> **Text**
***

Password Generator with random variable length with a certain range and strong random generation

Question

I've designed a Password Generator for review. It takes the minimum length and adds 25% to produce a minimum and maximum length. My thought is to introduce a slight random variance in the length.

I used the Mersenne Twist 19937 64 bit generator, mt19937_64 and the uniform_int_distribution. Instead of creating a new uniform_int_distribution object for each range that I'll be using, my thought was to use a range that will be a multiple of all the ranges I'll be using. This way a modulus operation using the specific range size should still produce evenly distributed numbers.

Header

#include <string>
#include <vector>
#include <random>

using std::string;
using std::vector;
using std::mt19937_64;
using std::uniform_int_distribution;
using std::istream;

class PasswordGenerator
{
    const static size_t MIN_LENGTH = 8;
    const static double MAX_LENGTH_OFFSET;
    vector<string> stringsSets =
    {
        "abccefghijklmnopqrstuvwxyz",
        "ABCDEFJHIJKLMNOPQRSTUVWXYZ",
        "0123456789",
        "`~!@#$%^&*()_+-=[]{}\\|;':\",./<>?"

***

> **Tasks**
[1] In the password generator post, why does the author use a single range for uniform_int_distribution instead of one object per range? Answer in one to three sentences.
[2] Summarize the password generator post in two sentences.

> **Excerpted data**
***

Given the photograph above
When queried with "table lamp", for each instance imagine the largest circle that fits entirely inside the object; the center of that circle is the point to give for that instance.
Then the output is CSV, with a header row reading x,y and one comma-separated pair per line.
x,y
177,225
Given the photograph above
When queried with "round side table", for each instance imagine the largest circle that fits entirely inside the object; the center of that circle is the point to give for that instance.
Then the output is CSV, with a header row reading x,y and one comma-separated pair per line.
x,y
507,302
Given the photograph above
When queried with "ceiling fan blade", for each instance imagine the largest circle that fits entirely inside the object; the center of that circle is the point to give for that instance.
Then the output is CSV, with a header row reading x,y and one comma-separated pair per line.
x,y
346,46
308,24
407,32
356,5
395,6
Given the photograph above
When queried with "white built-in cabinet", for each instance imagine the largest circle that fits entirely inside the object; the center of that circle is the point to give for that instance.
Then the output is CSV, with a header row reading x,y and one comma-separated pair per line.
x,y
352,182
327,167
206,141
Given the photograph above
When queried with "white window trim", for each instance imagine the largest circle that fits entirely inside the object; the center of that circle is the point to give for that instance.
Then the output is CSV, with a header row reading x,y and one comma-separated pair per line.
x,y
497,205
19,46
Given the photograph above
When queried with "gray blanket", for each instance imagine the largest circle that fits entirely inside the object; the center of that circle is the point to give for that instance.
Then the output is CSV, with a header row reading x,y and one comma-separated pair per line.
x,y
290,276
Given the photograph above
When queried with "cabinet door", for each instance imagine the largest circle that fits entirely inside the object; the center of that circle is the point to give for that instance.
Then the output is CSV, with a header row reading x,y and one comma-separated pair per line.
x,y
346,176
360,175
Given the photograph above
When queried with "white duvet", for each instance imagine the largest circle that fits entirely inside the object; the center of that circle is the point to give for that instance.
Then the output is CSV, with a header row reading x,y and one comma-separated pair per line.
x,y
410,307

***

> **Answers provided**
[1] The author wants to avoid creating a new uniform_int_distribution object for each range. Choosing one range that is a multiple of all the ranges to be used means a modulus operation with a specific range size should still produce evenly distributed numbers.

[2] The post offers a password generator for review that adds 25% to a minimum length to get a minimum and maximum length, introducing a slight random variance in length. It uses the mt19937_64 generator with one uniform_int_distribution over a range that is a multiple of all needed ranges, and its header begins a PasswordGenerator class with a minimum length of 8 and character sets for lowercase letters, uppercase letters, digits and symbols.